> _Problem A_
In the piece on bag tags, who patented the first "separable coupon ticket"?

|This article relies largely or entirely upon a single source. (June 2011)|
Bag tags, also known as baggage tags, baggage checks or luggage tickets, have traditionally been used by bus, train and airline companies to route passenger luggage that is checked on to the final destination. The passenger stub is typically handed to the passenger or attached to the ticket envelope: a) to aid the passenger in identifying their bag among similar bags at the destination baggage carousel; b) as proof—still requested at a few airports—that the passenger is not removing someone else's bag from the baggage reclaim hall; c) as a means for the passenger and carrier to identify and trace a specific bag that has gone astray and was not delivered at the destination.
The first "separable coupon ticket" was patented by John Michael Lyons of Moncton, New Brunswick on June 5, 1882. The ticket showed the issuing station, the destination and a consecutive number for reference. The lower half of the ticket was given to the passenger, while the upper half, with a hole at the top, was inserted into a brass sleeve and then attached to the baggage by a strap.
At some point, reinforced paper tags were introduced. They are designed to not detach as easily as older tags during transport.
The Warsaw Convention of 1929, specifically article 4, established the criteria for issuing a baggage check or luggage ticket. This agreement also established limit of liability on checked baggage.
Prior to the 1990s, airline bag tags consisted of a paper tag attached with a string.
The tag contained basic information:
- Airline/carrier name
- flight number
- the record locator (a 6-digit code; at one point it was 5 and later 10)
- name of airport of arrival
These tags became obsolete as they offered little security and were easy to replicate.
Current bag tags include a bar code. These bag tags are printed using thermal or barcode printers that print on an adhesive paper stock. This printed strip is then attached to the luggage at check in. This allows for automated sorting of the bags to reduce the number of misrouted, misplaced or delayed bags. The limitations of this technology was apparent at Denver International Airport when a fully automated cart-based system significantly delayed the airport's opening. United Airlines announced in August 2005 that the cart-based system at Denver was to be scrapped. While the inability to reliably read all bar-coded tags in the Denver installation was a part of the problem, it was one of several technical reasons for the delayed opening. Nevertheless, automated sorting of baggage using laser scanner arrays, known as automatic tag readers, to read bar-coded bag tags is standard at major airports.
For flights departing from an international airport within the European Union, bag tags are issued with green edges. Passengers are eligible to take these bags through a separate "Blue Channel" at Customs.
Bar codes can not be automatically scanned without direct sight and undamaged print. Forced by reading problems with poorly printed, obscured, crumpled, scored or otherwise damaged bar codes, some airlines have started using radio-frequency identification (RFID) chips embedded in the tags. In the US, McCarran International Airport has installed an RFID system throughout the airport. Hong Kong International Airport has also installed an RFID system. The International Air Transport Association (IATA) is trying to standardize RFID bag tags. There is a somewhat higher probability of reading RFID tags automatically. Physically, however, RFID tags are not more robust than barcode tags.

> _Problem B_
Pull out every line of the records below that contains the word "evergreen".

> _Data to use_
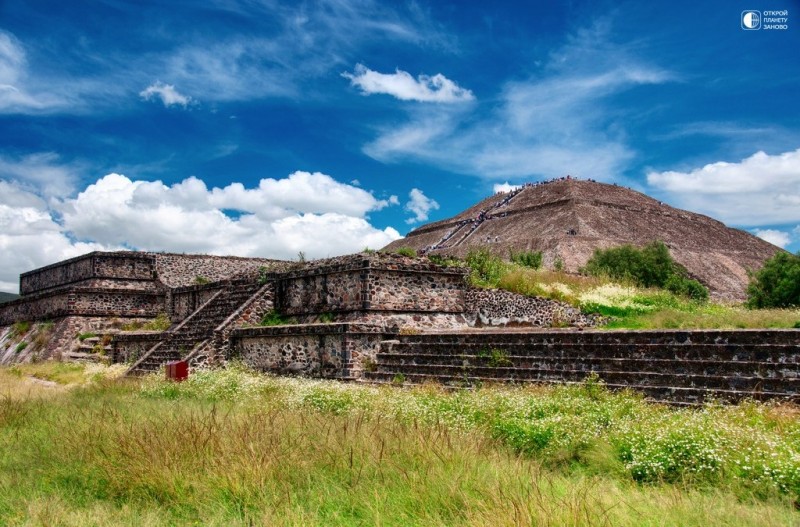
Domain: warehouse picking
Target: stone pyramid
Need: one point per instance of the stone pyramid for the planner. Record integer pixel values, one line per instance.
(568, 219)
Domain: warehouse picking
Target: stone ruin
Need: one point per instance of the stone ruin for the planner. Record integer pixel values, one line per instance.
(377, 317)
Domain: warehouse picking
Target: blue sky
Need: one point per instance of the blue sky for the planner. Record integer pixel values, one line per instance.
(266, 128)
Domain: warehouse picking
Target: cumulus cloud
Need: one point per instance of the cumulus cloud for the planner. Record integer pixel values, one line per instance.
(309, 212)
(503, 187)
(762, 189)
(774, 236)
(553, 122)
(273, 219)
(41, 171)
(403, 86)
(29, 236)
(419, 205)
(301, 41)
(167, 93)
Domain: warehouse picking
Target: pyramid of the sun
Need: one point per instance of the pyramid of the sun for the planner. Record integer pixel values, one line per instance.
(568, 219)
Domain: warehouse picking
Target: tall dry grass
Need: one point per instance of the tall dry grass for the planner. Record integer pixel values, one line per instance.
(294, 452)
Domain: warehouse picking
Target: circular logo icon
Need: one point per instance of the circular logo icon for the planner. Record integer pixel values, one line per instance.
(751, 20)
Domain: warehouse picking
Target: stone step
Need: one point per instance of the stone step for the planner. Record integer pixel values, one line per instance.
(720, 337)
(764, 352)
(704, 366)
(777, 385)
(673, 395)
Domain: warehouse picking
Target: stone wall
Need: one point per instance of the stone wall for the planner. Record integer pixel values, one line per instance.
(130, 346)
(675, 365)
(496, 307)
(186, 300)
(84, 302)
(178, 270)
(364, 282)
(122, 265)
(322, 350)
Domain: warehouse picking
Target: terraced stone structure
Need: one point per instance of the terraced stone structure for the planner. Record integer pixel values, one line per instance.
(376, 317)
(567, 219)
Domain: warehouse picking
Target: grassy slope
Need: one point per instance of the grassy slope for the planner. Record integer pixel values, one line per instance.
(233, 448)
(637, 308)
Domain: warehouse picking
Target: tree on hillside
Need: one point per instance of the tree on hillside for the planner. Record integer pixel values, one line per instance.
(777, 284)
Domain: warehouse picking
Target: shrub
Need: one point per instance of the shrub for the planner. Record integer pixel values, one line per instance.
(681, 285)
(777, 284)
(496, 358)
(20, 328)
(532, 259)
(273, 318)
(486, 268)
(650, 266)
(160, 323)
(447, 261)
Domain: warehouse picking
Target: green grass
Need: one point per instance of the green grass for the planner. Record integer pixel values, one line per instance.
(630, 307)
(235, 448)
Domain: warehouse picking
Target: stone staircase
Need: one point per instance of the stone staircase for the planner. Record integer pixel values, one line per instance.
(92, 349)
(194, 331)
(663, 365)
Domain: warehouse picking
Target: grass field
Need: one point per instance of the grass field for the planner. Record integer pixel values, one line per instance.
(80, 447)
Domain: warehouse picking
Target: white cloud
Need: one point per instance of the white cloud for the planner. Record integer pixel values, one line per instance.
(29, 236)
(419, 205)
(555, 122)
(305, 212)
(773, 236)
(503, 187)
(275, 219)
(402, 85)
(759, 190)
(301, 41)
(167, 93)
(42, 171)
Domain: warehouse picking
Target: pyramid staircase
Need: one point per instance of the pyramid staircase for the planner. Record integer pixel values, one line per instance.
(728, 366)
(192, 333)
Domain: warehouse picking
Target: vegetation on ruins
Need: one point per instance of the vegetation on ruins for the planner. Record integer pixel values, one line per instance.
(231, 447)
(532, 259)
(649, 266)
(631, 306)
(777, 283)
(274, 318)
(160, 323)
(406, 251)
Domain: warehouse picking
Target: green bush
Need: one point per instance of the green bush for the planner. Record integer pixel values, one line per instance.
(650, 266)
(681, 285)
(532, 259)
(273, 318)
(486, 268)
(777, 284)
(406, 251)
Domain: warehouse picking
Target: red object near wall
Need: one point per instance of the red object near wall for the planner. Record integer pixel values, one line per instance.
(178, 370)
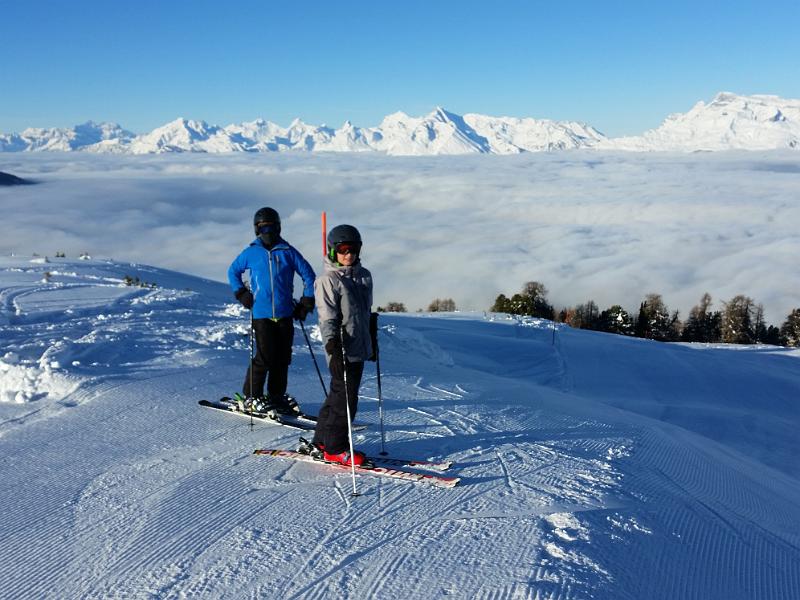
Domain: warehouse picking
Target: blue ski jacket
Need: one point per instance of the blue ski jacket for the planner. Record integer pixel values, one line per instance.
(271, 277)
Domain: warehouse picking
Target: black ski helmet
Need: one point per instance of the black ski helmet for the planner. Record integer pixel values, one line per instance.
(342, 234)
(267, 215)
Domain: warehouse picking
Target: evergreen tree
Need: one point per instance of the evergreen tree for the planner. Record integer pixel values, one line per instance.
(654, 321)
(393, 307)
(442, 305)
(703, 323)
(532, 301)
(501, 304)
(790, 330)
(737, 321)
(616, 320)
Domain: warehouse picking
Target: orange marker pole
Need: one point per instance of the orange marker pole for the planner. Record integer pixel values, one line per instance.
(324, 233)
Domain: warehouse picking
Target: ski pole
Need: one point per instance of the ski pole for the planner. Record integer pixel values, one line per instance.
(349, 423)
(380, 402)
(319, 374)
(251, 365)
(380, 396)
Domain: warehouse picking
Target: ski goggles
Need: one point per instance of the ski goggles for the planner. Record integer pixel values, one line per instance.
(348, 248)
(267, 228)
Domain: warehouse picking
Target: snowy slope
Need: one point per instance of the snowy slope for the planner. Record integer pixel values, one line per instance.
(592, 466)
(728, 122)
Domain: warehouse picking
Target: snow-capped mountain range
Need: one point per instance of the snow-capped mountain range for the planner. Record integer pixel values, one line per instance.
(729, 121)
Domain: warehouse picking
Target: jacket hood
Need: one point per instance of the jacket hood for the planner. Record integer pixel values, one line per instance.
(281, 244)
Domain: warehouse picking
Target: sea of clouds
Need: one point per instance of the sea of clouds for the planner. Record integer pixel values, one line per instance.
(610, 227)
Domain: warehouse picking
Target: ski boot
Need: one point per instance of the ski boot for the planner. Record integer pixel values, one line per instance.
(315, 451)
(259, 404)
(285, 405)
(343, 458)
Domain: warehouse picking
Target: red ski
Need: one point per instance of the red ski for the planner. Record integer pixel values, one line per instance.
(434, 480)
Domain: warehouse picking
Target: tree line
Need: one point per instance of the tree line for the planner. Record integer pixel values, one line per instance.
(739, 321)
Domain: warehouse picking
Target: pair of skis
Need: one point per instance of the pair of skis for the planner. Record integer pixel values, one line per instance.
(382, 466)
(394, 468)
(300, 420)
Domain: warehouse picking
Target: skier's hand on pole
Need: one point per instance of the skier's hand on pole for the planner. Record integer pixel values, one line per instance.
(245, 297)
(373, 334)
(303, 308)
(334, 349)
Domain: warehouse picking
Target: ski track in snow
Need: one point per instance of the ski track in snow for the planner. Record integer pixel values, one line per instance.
(575, 484)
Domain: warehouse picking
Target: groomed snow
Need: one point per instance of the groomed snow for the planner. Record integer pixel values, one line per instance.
(592, 466)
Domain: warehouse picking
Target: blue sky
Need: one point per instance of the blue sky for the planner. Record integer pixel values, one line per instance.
(619, 66)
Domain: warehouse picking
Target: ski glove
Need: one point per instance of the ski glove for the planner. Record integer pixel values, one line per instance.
(373, 334)
(303, 308)
(245, 298)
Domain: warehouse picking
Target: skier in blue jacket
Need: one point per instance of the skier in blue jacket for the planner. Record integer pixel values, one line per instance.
(272, 264)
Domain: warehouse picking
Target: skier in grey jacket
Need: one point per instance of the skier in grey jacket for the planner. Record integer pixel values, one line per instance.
(344, 300)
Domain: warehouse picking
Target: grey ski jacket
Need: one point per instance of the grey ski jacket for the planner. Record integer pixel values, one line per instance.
(344, 297)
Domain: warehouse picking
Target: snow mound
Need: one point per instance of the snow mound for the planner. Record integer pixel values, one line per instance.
(22, 382)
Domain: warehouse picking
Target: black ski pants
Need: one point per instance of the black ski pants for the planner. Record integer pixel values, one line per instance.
(332, 421)
(273, 341)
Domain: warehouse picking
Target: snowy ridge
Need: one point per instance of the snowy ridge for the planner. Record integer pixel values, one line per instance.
(440, 132)
(591, 465)
(729, 121)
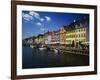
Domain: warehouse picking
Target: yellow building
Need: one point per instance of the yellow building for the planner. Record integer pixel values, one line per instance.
(76, 33)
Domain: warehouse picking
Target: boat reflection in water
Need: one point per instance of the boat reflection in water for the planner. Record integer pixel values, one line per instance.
(44, 57)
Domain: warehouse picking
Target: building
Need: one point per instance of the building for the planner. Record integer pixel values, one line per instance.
(77, 32)
(53, 37)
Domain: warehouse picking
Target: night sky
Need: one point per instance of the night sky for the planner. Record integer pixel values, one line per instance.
(36, 22)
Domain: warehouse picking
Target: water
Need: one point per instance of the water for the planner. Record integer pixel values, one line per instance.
(35, 58)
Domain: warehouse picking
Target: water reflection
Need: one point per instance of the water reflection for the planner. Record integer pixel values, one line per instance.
(36, 58)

> _Full output A_
John Michael Lyons of Moncton, New Brunswick

> _Full output B_
Target: evergreen tree
Need: one point per instance of the evergreen tree for the planner. Record integer pixel values, one line per instance.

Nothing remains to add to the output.